• ZADANE POLECENIE 1:
Czy możesz przepisać wszystkie wiersze od samego początku aż po wiersz zawierający „M 7 160 L 0” włącznie, podmieniając „white paper” na „blank sheet” i nie zmieniając niczego poza tym? Obrazy pomiń w odpowiedzi.

• DOSTARCZONY TEKST:
Łatka TERF jest w swojej prostocie bardzo sprytna, ponieważ zawiera w sobie kłamliwe informacje, które uderzają w wartości lewicowe w taki sposób, aby czytający definicje od razu dystansował się do celu ataku.

W definicji i w użyciu tego określenia są zapisane określone skojarzenia i informacje mające na wstępie ukazać, że mówimy o kimś naprawdę złym: TERF czyli ta zła, ta transfobka, ta która nie realizuje przyjętej wizji feminizmu (coś jak na prawicy feminazistka), ta która nie liczy się z mniejszościami i wreszcie ta, która sprawiła komuś ogromną przykrość, bo ktoś poczuł się wykluczony. Jest to według tej sieci skojarzeniowej też ta, która nie jest inkluzywna, zadaje ciosy najbardziej pokrzywdzonej przez los mniejszości i nie posiada w związku z tym za grosz empatii. Te tezę powtarzają opiniotwórcze gazety i specjaliści od zdrowia psychicznego, zaangażowani emocjonalnie w ideologię woke.

• ZADANE POLECENIE 2:
Czy możesz streścić w dwóch zdaniach tekst o łatce TERF?

• WYODRĘBNIONE DANE:
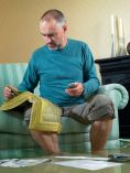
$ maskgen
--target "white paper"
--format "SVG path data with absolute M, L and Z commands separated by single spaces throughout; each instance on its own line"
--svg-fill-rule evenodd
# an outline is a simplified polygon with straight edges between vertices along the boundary
M 96 170 L 111 167 L 111 166 L 119 166 L 122 163 L 113 163 L 107 161 L 93 161 L 87 159 L 87 160 L 59 161 L 59 162 L 53 162 L 53 164 L 96 171 Z
M 58 158 L 58 159 L 87 159 L 87 160 L 93 160 L 93 161 L 108 161 L 109 158 L 99 158 L 99 156 L 55 156 L 55 158 Z
M 7 160 L 0 160 L 0 166 L 24 167 L 24 166 L 32 166 L 50 161 L 51 161 L 50 159 L 7 159 Z

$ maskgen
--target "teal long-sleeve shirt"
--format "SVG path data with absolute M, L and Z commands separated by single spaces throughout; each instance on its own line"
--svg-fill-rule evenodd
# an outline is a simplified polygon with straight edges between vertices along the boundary
M 69 83 L 83 83 L 84 94 L 72 97 L 65 93 Z M 40 83 L 41 97 L 58 106 L 82 104 L 99 87 L 94 57 L 88 45 L 76 40 L 67 40 L 61 50 L 50 50 L 46 45 L 36 50 L 26 68 L 19 90 L 32 91 Z

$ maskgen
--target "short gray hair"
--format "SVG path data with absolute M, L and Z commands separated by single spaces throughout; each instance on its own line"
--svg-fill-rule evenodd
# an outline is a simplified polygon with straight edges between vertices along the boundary
M 56 9 L 51 9 L 47 10 L 46 12 L 44 12 L 41 17 L 41 21 L 43 20 L 50 20 L 50 18 L 53 18 L 54 20 L 56 20 L 57 23 L 59 23 L 61 25 L 64 25 L 66 23 L 65 17 L 63 14 L 63 12 L 56 10 Z

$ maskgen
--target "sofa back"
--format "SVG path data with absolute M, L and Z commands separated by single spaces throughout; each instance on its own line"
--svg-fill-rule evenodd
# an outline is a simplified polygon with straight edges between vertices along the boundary
M 0 105 L 4 101 L 3 88 L 7 85 L 18 87 L 22 82 L 28 63 L 7 63 L 0 64 Z M 35 89 L 39 94 L 39 87 Z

• ODPOWIEDŹ PISEMNA 1:
$ maskgen
--target "blank sheet"
--format "SVG path data with absolute M, L and Z commands separated by single spaces throughout; each instance on its own line"
--svg-fill-rule evenodd
# an outline is a simplified polygon with straight edges between vertices along the boundary
M 96 170 L 111 167 L 111 166 L 119 166 L 122 163 L 113 163 L 107 161 L 93 161 L 87 159 L 87 160 L 59 161 L 59 162 L 53 162 L 53 164 L 96 171 Z
M 58 158 L 58 159 L 87 159 L 87 160 L 93 160 L 93 161 L 108 161 L 109 158 L 99 158 L 99 156 L 55 156 L 55 158 Z
M 7 160 L 0 160 L 0 166 L 24 167 L 24 166 L 32 166 L 50 161 L 51 161 L 50 159 L 7 159 Z

• ODPOWIEDŹ PISEMNA 2:
Tekst twierdzi, że łatka TERF jest sprytna, bo zawiera kłamliwe informacje uderzające w wartości lewicowe tak, by czytający od razu dystansował się od celu ataku. Według niego określenie to niesie skojarzenia przedstawiające kogoś naprawdę złego, czyli transfobkę bez empatii, która nie jest inkluzywna i zadaje ciosy najbardziej pokrzywdzonej mniejszości, a tezę tę powtarzają opiniotwórcze gazety i specjaliści od zdrowia psychicznego zaangażowani emocjonalnie w ideologię woke.